**PROBLEM STATEMENT**
Exactly reproduce the lines from the line containing "Objective: a point on each instance of the mouth" to the end of the data below, inclusive, and nothing else.

**DATASET ROWS**
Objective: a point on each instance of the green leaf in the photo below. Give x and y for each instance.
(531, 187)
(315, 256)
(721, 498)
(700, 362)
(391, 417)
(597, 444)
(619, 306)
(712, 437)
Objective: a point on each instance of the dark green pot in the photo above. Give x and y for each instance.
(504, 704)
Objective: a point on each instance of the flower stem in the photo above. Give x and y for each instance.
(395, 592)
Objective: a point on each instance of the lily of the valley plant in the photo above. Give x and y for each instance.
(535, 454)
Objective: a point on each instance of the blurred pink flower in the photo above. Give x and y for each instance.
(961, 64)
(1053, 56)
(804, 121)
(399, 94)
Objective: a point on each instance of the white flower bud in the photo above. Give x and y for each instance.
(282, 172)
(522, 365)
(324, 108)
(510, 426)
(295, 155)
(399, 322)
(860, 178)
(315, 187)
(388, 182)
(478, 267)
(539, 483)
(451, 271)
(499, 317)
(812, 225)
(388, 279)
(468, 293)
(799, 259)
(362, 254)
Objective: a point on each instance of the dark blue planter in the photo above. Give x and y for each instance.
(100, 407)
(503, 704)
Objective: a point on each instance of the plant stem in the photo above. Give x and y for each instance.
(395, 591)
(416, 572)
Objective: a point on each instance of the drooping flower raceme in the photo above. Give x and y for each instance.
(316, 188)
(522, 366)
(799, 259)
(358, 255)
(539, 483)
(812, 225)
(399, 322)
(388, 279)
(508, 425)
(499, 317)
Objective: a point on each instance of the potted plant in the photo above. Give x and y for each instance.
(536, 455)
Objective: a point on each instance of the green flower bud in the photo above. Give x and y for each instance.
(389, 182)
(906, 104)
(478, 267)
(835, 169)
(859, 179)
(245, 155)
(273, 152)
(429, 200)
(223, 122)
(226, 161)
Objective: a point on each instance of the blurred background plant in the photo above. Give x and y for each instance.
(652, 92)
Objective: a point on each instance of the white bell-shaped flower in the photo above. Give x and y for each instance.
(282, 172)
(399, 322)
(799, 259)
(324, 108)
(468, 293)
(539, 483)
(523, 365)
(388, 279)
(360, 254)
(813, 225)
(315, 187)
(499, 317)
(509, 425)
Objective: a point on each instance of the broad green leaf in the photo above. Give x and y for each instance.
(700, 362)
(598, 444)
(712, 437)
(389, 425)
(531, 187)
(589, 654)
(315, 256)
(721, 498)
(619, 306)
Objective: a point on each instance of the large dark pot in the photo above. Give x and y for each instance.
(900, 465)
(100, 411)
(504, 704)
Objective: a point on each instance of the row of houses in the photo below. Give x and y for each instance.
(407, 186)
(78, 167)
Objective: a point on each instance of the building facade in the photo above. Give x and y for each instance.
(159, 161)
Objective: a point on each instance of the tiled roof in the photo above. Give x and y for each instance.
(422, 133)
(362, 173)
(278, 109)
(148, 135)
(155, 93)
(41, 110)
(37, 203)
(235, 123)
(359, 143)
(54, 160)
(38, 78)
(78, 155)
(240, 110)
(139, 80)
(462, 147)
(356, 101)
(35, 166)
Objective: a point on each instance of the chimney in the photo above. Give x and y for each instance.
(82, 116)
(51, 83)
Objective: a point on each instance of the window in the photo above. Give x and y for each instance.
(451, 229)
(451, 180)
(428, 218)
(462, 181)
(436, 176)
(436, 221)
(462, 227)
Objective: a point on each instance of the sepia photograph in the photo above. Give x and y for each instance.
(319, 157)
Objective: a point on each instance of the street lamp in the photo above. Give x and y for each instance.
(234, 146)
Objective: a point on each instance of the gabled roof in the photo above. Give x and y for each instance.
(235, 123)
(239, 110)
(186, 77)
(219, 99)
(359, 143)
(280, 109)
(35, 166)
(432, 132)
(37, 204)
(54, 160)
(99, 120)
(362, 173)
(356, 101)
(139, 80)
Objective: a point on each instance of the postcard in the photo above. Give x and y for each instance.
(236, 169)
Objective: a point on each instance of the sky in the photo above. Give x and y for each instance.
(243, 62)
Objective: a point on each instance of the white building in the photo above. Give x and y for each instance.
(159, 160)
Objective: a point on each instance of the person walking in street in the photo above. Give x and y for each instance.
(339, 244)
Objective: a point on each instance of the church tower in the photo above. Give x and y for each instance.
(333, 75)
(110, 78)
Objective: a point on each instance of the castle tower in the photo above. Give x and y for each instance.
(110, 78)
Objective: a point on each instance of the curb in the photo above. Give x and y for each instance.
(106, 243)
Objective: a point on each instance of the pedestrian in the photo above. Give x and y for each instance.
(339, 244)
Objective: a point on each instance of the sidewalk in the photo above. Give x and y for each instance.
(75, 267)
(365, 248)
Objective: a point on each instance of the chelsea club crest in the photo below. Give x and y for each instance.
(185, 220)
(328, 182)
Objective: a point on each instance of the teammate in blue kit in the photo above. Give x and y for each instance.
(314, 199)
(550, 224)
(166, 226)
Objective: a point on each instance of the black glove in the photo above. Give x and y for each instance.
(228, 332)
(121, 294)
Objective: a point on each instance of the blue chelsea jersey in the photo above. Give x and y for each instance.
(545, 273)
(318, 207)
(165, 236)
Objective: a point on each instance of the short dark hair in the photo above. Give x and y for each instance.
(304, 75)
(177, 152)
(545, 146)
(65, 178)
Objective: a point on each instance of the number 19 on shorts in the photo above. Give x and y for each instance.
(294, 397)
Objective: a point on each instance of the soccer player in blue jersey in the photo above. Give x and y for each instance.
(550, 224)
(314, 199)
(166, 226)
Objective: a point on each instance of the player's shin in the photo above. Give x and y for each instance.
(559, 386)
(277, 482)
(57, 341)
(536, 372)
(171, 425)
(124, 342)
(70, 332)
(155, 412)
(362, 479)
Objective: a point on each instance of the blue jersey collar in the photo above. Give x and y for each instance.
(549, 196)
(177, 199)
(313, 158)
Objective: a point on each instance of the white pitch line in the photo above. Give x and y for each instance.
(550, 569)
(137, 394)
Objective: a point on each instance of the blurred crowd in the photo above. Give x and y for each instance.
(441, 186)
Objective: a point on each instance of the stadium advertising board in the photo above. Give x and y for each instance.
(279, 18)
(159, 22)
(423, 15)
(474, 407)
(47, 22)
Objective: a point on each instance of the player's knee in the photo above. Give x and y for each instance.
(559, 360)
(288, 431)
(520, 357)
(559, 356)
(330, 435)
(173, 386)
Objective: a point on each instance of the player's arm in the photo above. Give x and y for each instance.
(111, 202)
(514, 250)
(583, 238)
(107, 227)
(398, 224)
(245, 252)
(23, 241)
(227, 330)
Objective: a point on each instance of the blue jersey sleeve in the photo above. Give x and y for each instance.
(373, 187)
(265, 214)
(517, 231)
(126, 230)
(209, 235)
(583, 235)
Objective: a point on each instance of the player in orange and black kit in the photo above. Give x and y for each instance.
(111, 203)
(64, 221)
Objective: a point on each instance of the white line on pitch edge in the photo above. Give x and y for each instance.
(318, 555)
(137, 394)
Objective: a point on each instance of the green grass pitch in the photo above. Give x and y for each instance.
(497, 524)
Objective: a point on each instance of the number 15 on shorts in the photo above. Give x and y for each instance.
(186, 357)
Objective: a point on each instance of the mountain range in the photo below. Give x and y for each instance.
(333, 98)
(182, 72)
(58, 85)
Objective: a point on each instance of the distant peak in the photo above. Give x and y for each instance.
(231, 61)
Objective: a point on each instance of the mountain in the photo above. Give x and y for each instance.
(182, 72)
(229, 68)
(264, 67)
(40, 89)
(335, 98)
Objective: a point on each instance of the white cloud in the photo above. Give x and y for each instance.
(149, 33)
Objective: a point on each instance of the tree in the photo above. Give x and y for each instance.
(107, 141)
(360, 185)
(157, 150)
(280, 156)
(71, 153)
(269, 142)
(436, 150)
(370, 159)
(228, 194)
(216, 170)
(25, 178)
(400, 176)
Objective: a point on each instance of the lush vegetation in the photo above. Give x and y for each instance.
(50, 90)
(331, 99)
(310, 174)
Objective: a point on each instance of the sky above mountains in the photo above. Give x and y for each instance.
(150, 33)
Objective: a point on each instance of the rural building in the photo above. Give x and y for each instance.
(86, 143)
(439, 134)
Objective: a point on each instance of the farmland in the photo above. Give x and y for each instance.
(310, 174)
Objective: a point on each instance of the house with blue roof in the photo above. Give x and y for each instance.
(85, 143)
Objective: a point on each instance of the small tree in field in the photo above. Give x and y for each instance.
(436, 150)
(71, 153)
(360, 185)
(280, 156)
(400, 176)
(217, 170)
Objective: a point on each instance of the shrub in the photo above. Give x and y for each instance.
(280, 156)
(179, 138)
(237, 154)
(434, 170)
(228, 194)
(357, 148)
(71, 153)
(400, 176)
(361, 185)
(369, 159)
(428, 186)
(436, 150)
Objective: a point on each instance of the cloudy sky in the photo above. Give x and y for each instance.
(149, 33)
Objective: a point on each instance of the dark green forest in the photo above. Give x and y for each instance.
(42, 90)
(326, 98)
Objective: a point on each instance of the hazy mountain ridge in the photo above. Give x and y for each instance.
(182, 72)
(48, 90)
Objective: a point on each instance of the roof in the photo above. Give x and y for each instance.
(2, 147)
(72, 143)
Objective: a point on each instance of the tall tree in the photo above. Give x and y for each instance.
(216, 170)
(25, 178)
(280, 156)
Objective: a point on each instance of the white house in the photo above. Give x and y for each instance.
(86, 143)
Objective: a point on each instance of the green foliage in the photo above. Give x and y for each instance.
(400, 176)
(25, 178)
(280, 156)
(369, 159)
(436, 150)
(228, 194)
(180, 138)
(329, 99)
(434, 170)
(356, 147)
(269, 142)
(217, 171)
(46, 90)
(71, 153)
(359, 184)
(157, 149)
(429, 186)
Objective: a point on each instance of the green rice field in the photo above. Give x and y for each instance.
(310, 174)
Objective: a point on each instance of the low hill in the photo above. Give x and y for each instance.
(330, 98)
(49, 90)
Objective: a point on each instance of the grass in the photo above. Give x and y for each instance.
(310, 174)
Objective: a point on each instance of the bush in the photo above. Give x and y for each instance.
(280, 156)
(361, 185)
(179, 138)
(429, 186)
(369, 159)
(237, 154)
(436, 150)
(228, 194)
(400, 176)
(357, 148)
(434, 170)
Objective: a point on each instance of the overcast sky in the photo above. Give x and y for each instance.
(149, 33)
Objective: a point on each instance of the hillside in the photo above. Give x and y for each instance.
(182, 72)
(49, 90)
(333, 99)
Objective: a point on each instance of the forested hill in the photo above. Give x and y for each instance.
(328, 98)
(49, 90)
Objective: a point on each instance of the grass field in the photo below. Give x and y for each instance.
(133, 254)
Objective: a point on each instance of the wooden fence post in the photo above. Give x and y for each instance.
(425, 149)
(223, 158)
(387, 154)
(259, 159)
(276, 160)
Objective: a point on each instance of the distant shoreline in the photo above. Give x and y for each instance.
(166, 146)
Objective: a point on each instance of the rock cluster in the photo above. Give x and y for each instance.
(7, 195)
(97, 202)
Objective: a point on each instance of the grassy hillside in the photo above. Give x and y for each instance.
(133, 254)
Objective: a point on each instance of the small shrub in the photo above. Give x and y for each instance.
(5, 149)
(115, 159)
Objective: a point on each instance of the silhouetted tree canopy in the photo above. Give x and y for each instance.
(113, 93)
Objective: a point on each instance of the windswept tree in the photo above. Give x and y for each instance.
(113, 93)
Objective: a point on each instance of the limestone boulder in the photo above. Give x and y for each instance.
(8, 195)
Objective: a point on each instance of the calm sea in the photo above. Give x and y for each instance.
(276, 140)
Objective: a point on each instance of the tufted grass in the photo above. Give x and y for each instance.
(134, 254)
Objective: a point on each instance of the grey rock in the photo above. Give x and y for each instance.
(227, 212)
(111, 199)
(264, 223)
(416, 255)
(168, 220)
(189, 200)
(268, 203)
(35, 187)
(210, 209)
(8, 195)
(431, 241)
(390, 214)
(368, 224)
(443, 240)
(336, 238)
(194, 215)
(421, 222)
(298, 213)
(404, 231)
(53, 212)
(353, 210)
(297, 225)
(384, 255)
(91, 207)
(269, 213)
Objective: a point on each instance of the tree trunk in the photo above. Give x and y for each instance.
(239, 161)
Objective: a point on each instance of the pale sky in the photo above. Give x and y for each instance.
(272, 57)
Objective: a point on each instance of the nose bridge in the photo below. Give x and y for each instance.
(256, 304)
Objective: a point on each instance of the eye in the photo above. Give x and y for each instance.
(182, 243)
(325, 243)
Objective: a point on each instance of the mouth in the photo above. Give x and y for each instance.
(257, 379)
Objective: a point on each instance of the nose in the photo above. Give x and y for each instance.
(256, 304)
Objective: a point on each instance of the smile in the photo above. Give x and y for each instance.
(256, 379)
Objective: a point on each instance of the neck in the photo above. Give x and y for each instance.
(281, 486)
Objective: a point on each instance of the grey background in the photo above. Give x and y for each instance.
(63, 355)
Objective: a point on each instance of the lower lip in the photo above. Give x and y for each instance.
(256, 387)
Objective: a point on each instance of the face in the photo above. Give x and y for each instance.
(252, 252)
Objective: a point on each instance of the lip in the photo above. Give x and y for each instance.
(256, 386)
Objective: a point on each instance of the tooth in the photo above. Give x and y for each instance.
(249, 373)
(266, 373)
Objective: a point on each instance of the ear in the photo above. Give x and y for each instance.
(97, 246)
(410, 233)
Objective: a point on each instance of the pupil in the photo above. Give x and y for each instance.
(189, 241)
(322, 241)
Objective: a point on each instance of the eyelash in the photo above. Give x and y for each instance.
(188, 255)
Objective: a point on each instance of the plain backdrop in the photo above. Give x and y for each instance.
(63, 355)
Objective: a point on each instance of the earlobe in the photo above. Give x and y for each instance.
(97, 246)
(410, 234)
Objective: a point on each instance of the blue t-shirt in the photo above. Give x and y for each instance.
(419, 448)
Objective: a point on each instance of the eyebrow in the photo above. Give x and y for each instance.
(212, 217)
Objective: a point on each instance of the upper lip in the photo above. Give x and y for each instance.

**PROBLEM SOLUTION**
Objective: a point on each instance of the mouth in the photo above. Give x and y for each instance.
(257, 379)
Objective: a point on each instance of the nose in the photo above. Give x and y for each instance.
(256, 304)
Objective: a point on each instance of the smile in the photo above. Give x and y for each instance.
(256, 379)
Objective: a point on each instance of the neck in the photo above. Give x and y for each instance.
(281, 486)
Objective: a point on each instance of the grey background in the photo above. Give x and y for each instance.
(63, 355)
Objective: a point on each instance of the lower lip in the photo above. Give x and y for each instance.
(256, 387)
Objective: a point on each instance of the face in the photo above. Give x and y for each instance.
(252, 252)
Objective: a point on each instance of the lip in the photo above. Give x and y for each instance.
(256, 386)
Objective: a point on each instance of the tooth in the photo above. Give x and y for each instance.
(249, 373)
(266, 373)
Objective: a point on each instance of the ear in the photo above. Give x and y for each instance.
(97, 246)
(410, 233)
Objective: a point on each instance of the pupil in the photo above. Give x and y for each instance.
(189, 241)
(322, 241)
Objective: a point on each instance of the eyelash in the photo above. Give x and y for each instance.
(188, 255)
Objective: a point on each instance of the plain backdrop in the photo above. Give x and y for each instance.
(63, 355)
Objective: a point on each instance of the earlobe in the photo above. Give x and y for each instance.
(97, 246)
(410, 234)
Objective: a point on each instance of the blue t-shirt in the photo above. Give x and y for each instance.
(419, 448)
Objective: a point on each instance of the eyebrow in the photo above. Give x and y for each instance.
(212, 217)
Objective: a point on each instance of the upper lip in the photo above. Give x and y for each instance.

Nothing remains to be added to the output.